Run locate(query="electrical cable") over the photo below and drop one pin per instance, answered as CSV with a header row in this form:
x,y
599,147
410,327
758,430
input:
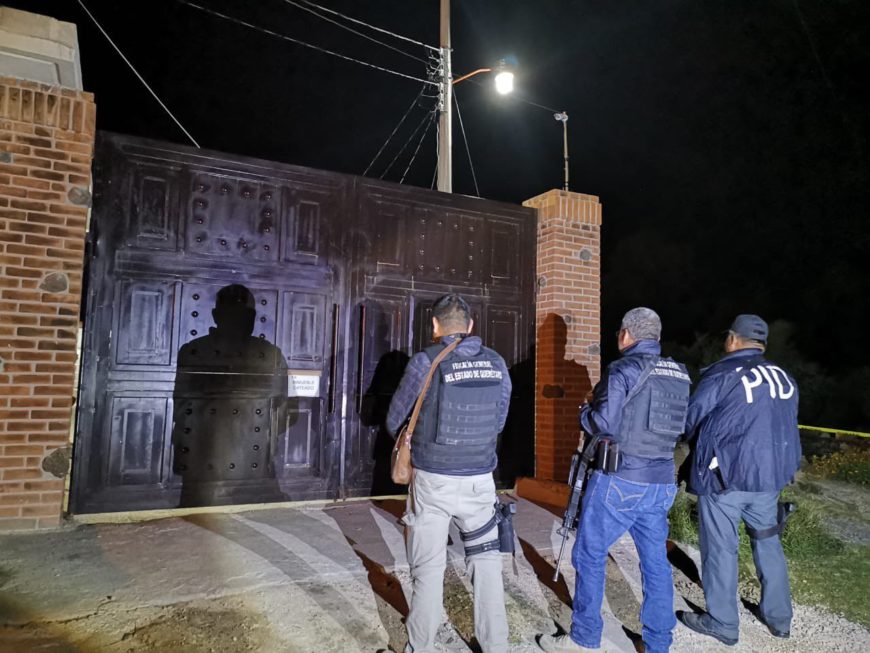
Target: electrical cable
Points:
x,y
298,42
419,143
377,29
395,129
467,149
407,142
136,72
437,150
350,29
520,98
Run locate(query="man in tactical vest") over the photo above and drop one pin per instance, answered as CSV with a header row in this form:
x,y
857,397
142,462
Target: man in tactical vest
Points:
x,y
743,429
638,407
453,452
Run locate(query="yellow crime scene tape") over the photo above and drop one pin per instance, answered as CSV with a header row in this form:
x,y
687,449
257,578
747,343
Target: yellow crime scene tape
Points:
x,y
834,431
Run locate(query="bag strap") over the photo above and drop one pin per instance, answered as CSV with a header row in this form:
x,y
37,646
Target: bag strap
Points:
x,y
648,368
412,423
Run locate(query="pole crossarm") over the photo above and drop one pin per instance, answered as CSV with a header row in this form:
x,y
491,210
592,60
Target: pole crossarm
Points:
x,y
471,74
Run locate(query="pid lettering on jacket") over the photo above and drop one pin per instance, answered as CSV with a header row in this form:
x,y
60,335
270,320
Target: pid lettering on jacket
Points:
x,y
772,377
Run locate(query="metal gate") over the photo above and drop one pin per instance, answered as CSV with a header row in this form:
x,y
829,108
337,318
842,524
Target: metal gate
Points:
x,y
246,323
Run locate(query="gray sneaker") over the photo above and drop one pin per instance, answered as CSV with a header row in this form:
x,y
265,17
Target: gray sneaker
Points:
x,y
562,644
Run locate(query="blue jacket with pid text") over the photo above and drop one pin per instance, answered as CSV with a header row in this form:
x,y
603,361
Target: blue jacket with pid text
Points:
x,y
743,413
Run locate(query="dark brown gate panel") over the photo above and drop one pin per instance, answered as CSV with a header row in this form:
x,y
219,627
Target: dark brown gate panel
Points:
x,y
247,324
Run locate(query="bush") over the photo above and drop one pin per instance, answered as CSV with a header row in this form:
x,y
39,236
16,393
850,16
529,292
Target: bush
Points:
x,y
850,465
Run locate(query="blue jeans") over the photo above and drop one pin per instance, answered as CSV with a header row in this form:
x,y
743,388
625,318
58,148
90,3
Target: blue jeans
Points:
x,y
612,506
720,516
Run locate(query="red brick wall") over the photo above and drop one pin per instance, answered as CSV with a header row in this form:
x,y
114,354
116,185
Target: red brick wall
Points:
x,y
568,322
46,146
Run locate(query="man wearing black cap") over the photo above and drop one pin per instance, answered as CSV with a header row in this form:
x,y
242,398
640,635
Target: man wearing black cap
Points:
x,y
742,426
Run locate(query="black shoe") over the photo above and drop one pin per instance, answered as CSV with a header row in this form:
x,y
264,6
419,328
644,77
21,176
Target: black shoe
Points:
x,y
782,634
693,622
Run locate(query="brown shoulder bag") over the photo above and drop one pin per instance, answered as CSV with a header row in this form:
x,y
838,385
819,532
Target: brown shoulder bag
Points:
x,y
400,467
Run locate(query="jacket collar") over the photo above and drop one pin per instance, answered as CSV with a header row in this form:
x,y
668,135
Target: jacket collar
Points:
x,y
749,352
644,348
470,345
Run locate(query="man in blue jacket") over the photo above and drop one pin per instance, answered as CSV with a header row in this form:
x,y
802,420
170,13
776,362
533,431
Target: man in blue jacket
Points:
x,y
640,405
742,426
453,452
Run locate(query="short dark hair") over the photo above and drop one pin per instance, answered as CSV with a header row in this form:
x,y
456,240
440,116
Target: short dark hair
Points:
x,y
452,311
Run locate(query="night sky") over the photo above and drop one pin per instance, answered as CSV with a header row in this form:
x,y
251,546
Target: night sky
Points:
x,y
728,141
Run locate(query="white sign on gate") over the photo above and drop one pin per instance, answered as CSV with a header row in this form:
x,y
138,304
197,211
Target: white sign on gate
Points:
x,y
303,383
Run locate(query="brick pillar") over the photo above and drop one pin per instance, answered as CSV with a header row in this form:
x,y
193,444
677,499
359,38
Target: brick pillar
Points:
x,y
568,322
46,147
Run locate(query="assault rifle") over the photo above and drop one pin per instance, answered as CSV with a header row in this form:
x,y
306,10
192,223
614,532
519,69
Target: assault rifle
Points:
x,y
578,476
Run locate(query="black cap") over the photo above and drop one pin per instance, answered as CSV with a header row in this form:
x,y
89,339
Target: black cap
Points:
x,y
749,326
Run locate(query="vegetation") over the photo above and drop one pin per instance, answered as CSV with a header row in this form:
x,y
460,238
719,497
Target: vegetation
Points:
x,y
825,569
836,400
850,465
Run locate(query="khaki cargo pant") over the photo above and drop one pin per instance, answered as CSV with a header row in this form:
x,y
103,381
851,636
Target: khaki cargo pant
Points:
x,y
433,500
- - -
▶ PROBLEM
Pull out every line of the items that contains the string "shoe", and copy each one as it appears. Matching is case-sensitive.

▶ OUTPUT OF THE EXERCISE
Run locate(query="black shoe") over the photo above and drop one pin per instance, answered as CSV with a header row in this form:
Target: black shoe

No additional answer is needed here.